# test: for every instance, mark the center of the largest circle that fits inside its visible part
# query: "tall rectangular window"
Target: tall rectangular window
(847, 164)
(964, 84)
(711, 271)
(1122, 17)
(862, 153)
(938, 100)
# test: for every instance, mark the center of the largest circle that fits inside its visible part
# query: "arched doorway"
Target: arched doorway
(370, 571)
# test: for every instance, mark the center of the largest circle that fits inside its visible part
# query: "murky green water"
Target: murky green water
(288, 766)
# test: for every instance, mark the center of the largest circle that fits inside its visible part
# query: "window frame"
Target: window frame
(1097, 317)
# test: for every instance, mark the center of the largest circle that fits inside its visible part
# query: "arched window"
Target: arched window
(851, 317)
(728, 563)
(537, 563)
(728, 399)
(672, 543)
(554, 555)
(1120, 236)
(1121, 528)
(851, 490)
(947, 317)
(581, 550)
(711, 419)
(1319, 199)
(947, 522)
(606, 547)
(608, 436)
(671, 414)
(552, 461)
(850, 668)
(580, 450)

**WHAT YOU WILL DO**
Format every line of the material above as a JSON list of strings, one string per line, with blank lines left out.

**WRITTEN ANSWER**
[
  "# test: for every instance, mark the center of the largest circle that fits inside its visible part",
  "# query: \"tall rectangular window\"",
  "Target: tall rectangular window",
  "(847, 164)",
  "(964, 84)",
  "(711, 271)",
  "(1122, 17)",
  "(862, 153)",
  "(938, 100)",
  "# test: for every instance, mark the center of the largest circle that fits inside its visible part",
  "# query: \"arched doorway\"",
  "Target: arched doorway",
  "(370, 571)",
  "# test: for every instance, mark the center of the largest circle that fits inside its visible part",
  "# query: \"murky green water\"",
  "Target: murky green water",
  "(288, 766)",
  "# test: for every instance, mark the center of the largest circle that fits inside its visible part",
  "# query: \"window frame\"",
  "Target: window frame",
  "(1097, 317)",
  "# test: for every instance, mark the center of the largest circle that fits inside its visible part",
  "# query: \"arched window\"",
  "Target: arched window",
  "(851, 317)",
  "(728, 563)",
  "(537, 563)",
  "(728, 399)",
  "(672, 543)",
  "(554, 555)",
  "(1120, 236)",
  "(1121, 528)",
  "(851, 490)",
  "(947, 317)",
  "(581, 550)",
  "(711, 419)",
  "(1319, 199)",
  "(947, 522)",
  "(606, 547)",
  "(608, 436)",
  "(671, 414)",
  "(552, 461)",
  "(850, 668)",
  "(580, 450)"
]